MATERIAL

-- -- --

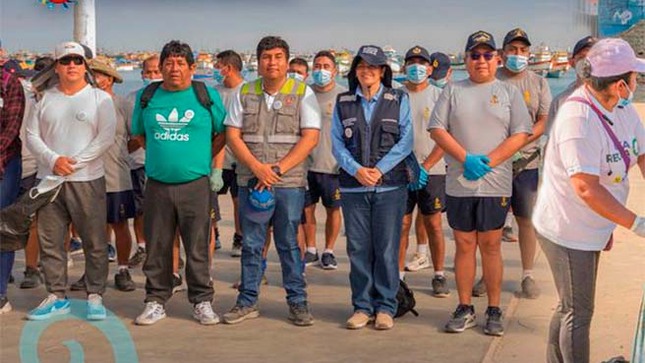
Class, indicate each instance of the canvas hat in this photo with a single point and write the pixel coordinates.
(612, 57)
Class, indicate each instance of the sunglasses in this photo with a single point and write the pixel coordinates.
(68, 60)
(487, 56)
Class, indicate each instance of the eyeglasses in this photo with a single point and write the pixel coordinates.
(487, 56)
(68, 60)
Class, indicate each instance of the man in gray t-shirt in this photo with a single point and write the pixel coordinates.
(480, 123)
(322, 177)
(537, 95)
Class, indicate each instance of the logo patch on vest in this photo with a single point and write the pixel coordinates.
(347, 98)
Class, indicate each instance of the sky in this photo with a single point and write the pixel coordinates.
(307, 25)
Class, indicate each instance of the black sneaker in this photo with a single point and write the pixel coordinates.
(463, 318)
(494, 322)
(79, 285)
(236, 251)
(138, 258)
(177, 283)
(123, 281)
(32, 278)
(310, 258)
(440, 287)
(328, 261)
(299, 314)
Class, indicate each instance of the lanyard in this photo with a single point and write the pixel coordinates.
(605, 121)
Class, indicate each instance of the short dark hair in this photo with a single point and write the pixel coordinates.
(326, 54)
(43, 62)
(230, 58)
(300, 62)
(176, 48)
(271, 42)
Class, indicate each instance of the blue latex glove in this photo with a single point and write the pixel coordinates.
(216, 180)
(476, 166)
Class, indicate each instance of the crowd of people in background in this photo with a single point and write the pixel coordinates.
(371, 152)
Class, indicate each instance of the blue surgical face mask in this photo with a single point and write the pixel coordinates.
(321, 77)
(517, 63)
(441, 83)
(624, 102)
(218, 76)
(416, 73)
(296, 76)
(147, 81)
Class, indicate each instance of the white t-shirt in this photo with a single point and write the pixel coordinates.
(309, 110)
(80, 126)
(578, 143)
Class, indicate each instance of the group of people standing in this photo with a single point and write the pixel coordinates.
(469, 148)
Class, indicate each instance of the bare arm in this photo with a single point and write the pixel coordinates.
(598, 198)
(448, 144)
(507, 148)
(300, 151)
(435, 155)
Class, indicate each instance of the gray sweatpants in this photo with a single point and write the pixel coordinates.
(166, 208)
(83, 205)
(574, 273)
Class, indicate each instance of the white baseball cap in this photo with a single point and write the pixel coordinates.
(612, 57)
(68, 48)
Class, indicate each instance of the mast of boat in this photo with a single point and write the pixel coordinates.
(85, 23)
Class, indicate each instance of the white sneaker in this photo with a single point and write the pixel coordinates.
(151, 314)
(203, 312)
(418, 262)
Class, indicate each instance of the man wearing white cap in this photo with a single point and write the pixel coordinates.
(72, 110)
(595, 139)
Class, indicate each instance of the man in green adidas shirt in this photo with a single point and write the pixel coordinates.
(181, 137)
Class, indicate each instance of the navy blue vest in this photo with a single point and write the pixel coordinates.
(369, 143)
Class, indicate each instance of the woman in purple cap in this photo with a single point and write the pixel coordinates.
(597, 137)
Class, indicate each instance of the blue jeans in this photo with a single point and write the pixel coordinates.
(373, 227)
(289, 204)
(9, 188)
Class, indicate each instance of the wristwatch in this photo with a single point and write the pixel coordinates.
(276, 169)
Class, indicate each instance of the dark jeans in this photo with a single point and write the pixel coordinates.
(373, 226)
(9, 188)
(168, 207)
(286, 218)
(574, 273)
(82, 204)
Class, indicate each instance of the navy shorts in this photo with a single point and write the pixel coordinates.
(431, 199)
(325, 187)
(138, 177)
(524, 193)
(479, 214)
(120, 206)
(230, 183)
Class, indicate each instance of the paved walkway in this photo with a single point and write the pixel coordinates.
(271, 338)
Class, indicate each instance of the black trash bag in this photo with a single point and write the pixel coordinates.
(16, 219)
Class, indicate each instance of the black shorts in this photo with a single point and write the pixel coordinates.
(230, 183)
(431, 199)
(323, 186)
(479, 214)
(27, 183)
(138, 177)
(120, 206)
(524, 193)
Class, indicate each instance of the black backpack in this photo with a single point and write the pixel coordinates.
(200, 91)
(405, 299)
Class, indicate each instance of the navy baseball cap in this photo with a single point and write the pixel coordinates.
(516, 34)
(583, 43)
(418, 52)
(480, 38)
(441, 64)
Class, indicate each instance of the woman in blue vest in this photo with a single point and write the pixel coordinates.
(371, 137)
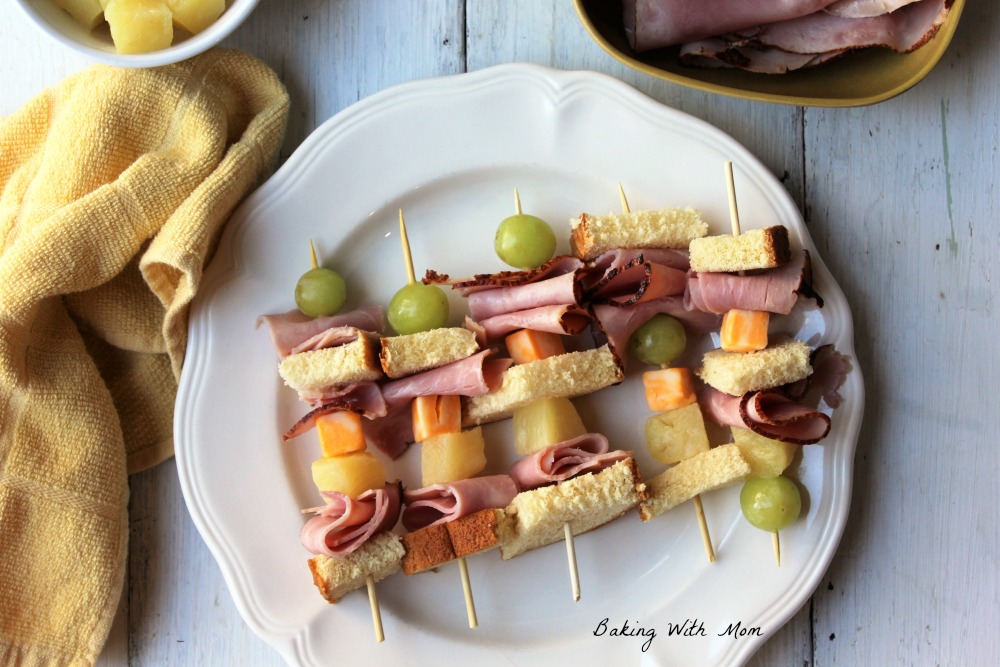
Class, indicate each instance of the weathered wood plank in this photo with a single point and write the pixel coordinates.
(903, 206)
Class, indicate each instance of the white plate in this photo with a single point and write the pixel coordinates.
(449, 152)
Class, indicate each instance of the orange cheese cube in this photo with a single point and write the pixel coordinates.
(744, 330)
(669, 388)
(530, 345)
(340, 433)
(436, 415)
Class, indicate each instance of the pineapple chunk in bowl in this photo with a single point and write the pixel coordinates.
(69, 21)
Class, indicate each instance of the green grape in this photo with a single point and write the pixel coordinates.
(659, 341)
(418, 307)
(320, 292)
(524, 241)
(770, 503)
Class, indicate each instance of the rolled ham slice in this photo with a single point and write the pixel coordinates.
(637, 281)
(902, 31)
(364, 398)
(557, 266)
(859, 9)
(564, 460)
(652, 24)
(344, 524)
(565, 319)
(774, 291)
(292, 329)
(440, 503)
(473, 376)
(768, 413)
(559, 290)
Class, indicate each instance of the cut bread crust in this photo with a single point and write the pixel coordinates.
(412, 353)
(737, 373)
(753, 249)
(593, 235)
(318, 370)
(536, 518)
(380, 557)
(718, 467)
(560, 376)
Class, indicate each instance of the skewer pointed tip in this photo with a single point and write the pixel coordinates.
(706, 539)
(312, 255)
(376, 613)
(470, 604)
(574, 573)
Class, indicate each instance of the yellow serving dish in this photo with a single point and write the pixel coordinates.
(866, 76)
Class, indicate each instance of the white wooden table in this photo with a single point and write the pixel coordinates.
(901, 202)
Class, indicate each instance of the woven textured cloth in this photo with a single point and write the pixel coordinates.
(114, 188)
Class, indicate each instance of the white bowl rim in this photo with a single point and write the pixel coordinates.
(233, 17)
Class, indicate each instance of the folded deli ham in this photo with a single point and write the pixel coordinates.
(293, 329)
(774, 291)
(473, 376)
(652, 24)
(344, 524)
(807, 41)
(365, 398)
(769, 413)
(564, 319)
(440, 503)
(559, 462)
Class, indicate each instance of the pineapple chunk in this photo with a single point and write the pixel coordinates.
(767, 458)
(88, 13)
(544, 423)
(676, 435)
(450, 457)
(139, 26)
(350, 474)
(196, 15)
(340, 433)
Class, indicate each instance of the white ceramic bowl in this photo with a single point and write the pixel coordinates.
(97, 44)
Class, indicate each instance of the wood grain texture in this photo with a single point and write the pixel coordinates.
(900, 199)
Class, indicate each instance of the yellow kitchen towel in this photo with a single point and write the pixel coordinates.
(114, 187)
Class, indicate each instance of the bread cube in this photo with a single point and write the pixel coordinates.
(139, 26)
(196, 15)
(450, 457)
(546, 422)
(676, 435)
(767, 457)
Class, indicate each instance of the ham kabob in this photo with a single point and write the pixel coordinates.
(531, 310)
(749, 375)
(330, 359)
(450, 457)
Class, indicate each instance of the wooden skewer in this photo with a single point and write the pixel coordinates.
(312, 255)
(734, 218)
(376, 613)
(470, 605)
(699, 509)
(574, 573)
(369, 580)
(734, 213)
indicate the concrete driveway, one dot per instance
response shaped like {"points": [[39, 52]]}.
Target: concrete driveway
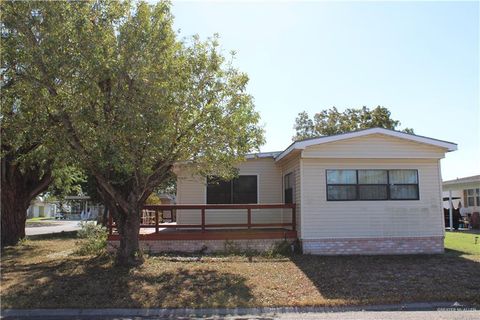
{"points": [[51, 226]]}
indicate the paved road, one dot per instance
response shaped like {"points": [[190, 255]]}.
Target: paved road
{"points": [[357, 315], [52, 226]]}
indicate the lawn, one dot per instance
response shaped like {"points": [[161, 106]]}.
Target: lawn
{"points": [[462, 242], [45, 273]]}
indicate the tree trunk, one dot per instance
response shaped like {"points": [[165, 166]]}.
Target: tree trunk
{"points": [[129, 253], [18, 189], [14, 216]]}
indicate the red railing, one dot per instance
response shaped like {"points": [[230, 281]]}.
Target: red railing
{"points": [[203, 225]]}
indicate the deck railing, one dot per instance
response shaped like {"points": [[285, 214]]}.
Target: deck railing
{"points": [[203, 226]]}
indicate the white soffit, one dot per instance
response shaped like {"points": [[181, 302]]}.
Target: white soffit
{"points": [[449, 146]]}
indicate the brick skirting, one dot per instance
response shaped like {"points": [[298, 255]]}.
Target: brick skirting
{"points": [[351, 246], [157, 246]]}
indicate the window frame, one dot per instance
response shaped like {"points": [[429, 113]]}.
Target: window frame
{"points": [[291, 176], [473, 196], [257, 176], [388, 186]]}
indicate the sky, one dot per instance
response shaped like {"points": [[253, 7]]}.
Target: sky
{"points": [[418, 59]]}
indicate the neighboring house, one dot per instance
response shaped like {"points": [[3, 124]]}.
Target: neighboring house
{"points": [[41, 208], [83, 203], [374, 191], [465, 191]]}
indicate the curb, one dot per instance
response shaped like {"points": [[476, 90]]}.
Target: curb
{"points": [[186, 312]]}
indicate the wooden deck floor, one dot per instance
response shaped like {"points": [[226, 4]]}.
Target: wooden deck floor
{"points": [[213, 234]]}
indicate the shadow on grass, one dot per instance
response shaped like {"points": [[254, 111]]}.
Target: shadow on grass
{"points": [[394, 279], [54, 236], [96, 283]]}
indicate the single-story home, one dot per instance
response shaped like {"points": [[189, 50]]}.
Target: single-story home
{"points": [[41, 208], [373, 191], [465, 192], [462, 194]]}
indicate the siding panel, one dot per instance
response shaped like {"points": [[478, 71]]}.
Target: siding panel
{"points": [[363, 219], [192, 190]]}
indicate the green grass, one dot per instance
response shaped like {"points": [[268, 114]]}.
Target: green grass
{"points": [[50, 268], [38, 219], [463, 242]]}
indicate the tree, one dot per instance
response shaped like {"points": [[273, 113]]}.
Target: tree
{"points": [[331, 121], [132, 99], [26, 162]]}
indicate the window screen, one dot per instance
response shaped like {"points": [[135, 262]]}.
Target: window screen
{"points": [[240, 190]]}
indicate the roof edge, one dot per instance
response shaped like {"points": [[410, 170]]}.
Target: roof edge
{"points": [[302, 144]]}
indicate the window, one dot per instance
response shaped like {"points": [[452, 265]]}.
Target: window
{"points": [[237, 191], [403, 184], [341, 184], [372, 184], [473, 197], [288, 182]]}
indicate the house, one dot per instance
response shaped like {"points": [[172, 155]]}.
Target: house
{"points": [[466, 192], [463, 193], [374, 191], [41, 208]]}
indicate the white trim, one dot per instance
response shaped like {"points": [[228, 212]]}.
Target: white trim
{"points": [[301, 145], [301, 214]]}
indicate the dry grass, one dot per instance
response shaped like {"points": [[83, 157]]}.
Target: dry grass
{"points": [[45, 274]]}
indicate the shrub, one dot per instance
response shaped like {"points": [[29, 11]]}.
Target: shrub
{"points": [[94, 239]]}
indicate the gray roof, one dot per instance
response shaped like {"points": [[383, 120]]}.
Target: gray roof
{"points": [[463, 180]]}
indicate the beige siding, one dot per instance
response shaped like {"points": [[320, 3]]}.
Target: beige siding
{"points": [[374, 146], [366, 219], [192, 190], [292, 164]]}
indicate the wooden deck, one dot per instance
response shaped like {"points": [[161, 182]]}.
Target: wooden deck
{"points": [[217, 234], [157, 230]]}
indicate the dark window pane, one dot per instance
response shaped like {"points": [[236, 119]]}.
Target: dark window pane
{"points": [[470, 202], [404, 192], [288, 181], [372, 177], [403, 176], [288, 188], [289, 195], [341, 176], [218, 191], [372, 192], [341, 192], [245, 189]]}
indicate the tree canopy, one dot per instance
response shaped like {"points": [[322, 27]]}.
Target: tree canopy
{"points": [[131, 99], [331, 121]]}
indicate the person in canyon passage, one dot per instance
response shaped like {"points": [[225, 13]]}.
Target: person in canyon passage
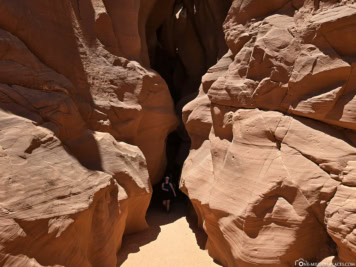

-- -- --

Filter the records above down to the lines that contain the word "navy", copying each matching line in full. Treat case as significant, so the match must have the same capitalization.

Class, indicate each instance of the navy blue vest in this photo with a single point and write the pixel coordinates.
Class, indicate each instance of the navy shorts in this photo with a single point and write the pixel coordinates.
Class, indicate each instance of the navy baseball cap in this photo with a single point and write the pixel coordinates.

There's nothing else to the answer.